### Task statement
Nothing may be dropped. Retype the whole listing exactly.

§ §

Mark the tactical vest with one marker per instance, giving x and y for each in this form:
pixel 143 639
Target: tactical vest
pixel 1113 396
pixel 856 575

§ §

### Solution
Mark the tactical vest with one marker per instance, giving x and y for each in this form:
pixel 143 639
Target: tactical vest
pixel 1113 396
pixel 856 575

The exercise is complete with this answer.